WHAT YOU ARE ASKED TO DO:
Lines before the one containing "Mark every instance of the bald" are excluded; print that line and every line after it through the end of the material below, exactly.

Location labeling records:
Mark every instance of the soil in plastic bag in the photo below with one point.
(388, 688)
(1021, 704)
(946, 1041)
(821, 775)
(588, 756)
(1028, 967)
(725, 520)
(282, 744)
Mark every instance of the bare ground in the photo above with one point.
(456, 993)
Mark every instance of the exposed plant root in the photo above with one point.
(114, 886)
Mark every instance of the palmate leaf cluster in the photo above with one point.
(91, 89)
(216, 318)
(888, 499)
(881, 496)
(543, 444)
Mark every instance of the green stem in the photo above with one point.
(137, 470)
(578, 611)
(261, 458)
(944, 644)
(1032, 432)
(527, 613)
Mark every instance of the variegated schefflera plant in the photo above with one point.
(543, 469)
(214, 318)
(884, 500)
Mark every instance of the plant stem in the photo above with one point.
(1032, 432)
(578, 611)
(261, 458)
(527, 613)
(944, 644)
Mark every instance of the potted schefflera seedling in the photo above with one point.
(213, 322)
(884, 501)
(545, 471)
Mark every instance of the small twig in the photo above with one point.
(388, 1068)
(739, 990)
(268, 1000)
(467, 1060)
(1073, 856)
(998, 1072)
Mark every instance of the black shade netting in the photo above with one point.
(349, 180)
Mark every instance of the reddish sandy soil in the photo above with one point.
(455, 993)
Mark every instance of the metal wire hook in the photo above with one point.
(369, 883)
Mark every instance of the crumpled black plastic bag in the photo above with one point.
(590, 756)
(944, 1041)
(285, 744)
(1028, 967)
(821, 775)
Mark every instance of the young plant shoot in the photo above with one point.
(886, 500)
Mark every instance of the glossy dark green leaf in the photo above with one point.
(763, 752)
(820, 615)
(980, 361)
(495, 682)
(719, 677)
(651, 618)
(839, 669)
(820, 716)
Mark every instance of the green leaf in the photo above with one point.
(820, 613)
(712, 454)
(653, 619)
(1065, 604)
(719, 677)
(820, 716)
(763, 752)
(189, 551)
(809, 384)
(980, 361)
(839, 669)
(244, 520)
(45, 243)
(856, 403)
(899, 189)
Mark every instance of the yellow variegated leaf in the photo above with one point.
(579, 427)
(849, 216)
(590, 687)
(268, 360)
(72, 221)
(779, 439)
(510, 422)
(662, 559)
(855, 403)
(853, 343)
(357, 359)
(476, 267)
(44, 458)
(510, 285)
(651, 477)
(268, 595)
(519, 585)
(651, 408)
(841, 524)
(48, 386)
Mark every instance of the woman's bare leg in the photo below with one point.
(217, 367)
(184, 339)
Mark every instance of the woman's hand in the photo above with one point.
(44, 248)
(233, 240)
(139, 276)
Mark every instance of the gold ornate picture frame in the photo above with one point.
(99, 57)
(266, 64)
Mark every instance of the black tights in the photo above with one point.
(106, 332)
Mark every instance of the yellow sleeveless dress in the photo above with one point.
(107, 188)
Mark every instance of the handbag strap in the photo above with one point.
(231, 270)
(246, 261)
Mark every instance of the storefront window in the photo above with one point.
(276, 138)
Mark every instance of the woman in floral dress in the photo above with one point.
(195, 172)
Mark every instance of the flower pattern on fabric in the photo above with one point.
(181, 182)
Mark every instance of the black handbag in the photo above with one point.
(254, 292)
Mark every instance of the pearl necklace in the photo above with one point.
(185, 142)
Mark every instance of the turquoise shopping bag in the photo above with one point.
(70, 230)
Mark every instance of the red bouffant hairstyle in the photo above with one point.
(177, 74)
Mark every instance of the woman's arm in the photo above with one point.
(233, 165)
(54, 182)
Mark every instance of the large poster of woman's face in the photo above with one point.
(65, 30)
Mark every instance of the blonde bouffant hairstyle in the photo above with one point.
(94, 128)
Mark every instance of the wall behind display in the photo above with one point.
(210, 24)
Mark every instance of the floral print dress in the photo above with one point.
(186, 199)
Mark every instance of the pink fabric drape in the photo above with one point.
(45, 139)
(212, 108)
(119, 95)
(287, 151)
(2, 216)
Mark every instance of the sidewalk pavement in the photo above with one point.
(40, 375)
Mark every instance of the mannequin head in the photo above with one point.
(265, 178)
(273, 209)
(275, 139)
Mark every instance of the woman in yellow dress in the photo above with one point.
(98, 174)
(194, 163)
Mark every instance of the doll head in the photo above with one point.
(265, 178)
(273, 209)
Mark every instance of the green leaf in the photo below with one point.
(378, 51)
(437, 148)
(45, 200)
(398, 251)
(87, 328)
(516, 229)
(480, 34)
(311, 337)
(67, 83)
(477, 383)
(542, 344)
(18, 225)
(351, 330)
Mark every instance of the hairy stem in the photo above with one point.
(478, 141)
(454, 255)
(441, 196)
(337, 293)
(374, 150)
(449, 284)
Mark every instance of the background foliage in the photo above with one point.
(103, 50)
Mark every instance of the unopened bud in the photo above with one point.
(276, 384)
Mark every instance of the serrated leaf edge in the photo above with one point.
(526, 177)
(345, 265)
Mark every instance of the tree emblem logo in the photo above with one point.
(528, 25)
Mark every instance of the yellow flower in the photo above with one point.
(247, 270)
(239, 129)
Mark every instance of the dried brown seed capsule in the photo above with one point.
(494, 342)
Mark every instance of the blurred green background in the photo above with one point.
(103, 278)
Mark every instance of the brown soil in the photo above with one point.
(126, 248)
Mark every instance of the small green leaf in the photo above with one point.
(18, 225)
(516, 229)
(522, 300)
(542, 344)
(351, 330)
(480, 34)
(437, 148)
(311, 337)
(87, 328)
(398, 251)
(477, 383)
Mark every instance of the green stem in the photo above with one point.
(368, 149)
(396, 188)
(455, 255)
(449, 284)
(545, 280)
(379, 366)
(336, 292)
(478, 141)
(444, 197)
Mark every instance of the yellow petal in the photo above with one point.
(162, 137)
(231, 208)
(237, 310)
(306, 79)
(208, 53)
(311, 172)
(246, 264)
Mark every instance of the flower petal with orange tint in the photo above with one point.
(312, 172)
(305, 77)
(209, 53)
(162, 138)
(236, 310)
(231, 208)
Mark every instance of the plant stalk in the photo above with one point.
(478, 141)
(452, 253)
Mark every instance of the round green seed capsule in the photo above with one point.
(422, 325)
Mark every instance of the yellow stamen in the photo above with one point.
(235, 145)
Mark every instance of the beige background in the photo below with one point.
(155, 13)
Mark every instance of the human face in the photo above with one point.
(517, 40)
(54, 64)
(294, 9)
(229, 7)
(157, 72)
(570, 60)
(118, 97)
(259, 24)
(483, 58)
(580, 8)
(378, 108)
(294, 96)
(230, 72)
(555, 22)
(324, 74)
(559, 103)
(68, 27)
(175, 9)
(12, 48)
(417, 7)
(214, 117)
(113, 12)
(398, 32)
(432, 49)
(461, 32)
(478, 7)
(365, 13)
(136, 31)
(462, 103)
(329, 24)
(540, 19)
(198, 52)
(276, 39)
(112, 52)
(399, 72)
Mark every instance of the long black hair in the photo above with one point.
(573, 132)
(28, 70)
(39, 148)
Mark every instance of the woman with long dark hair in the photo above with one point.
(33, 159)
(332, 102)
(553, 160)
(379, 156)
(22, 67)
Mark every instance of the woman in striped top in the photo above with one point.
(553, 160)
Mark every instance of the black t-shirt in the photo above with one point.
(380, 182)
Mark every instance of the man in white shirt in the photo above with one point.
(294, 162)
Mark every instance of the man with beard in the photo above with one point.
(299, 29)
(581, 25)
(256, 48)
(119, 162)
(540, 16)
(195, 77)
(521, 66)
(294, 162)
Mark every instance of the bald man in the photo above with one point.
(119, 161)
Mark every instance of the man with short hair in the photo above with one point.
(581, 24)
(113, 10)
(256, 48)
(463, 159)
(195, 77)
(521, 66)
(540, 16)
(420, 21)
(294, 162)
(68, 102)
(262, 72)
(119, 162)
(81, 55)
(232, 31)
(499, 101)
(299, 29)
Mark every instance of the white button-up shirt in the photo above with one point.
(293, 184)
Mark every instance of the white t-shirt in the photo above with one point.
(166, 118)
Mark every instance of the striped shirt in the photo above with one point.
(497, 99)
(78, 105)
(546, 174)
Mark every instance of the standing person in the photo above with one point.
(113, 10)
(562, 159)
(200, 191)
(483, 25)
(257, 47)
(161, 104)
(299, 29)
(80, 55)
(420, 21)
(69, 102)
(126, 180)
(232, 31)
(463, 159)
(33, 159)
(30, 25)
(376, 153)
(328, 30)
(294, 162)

TASK SOLUTION:
Mark every instance of the bald man in the photo above with one point.
(119, 161)
Mark every instance of the man with short hair in the photo above with one point.
(581, 24)
(113, 10)
(256, 48)
(463, 159)
(195, 77)
(521, 66)
(540, 16)
(420, 21)
(294, 162)
(68, 102)
(262, 72)
(119, 162)
(81, 55)
(232, 31)
(499, 101)
(299, 29)
Mark every instance of the white button-up shirt in the photo above with one point.
(293, 184)
Mark every instance of the white t-shirt in the photo above with one point.
(166, 118)
Mark every instance of the striped shirt in the photo above with one point.
(497, 99)
(78, 105)
(546, 174)
Mark every instance of the standing person in the photo above with one point.
(113, 10)
(562, 159)
(200, 191)
(483, 25)
(257, 47)
(161, 104)
(299, 29)
(80, 55)
(420, 21)
(69, 102)
(126, 180)
(232, 31)
(463, 159)
(33, 159)
(30, 25)
(376, 153)
(328, 30)
(294, 162)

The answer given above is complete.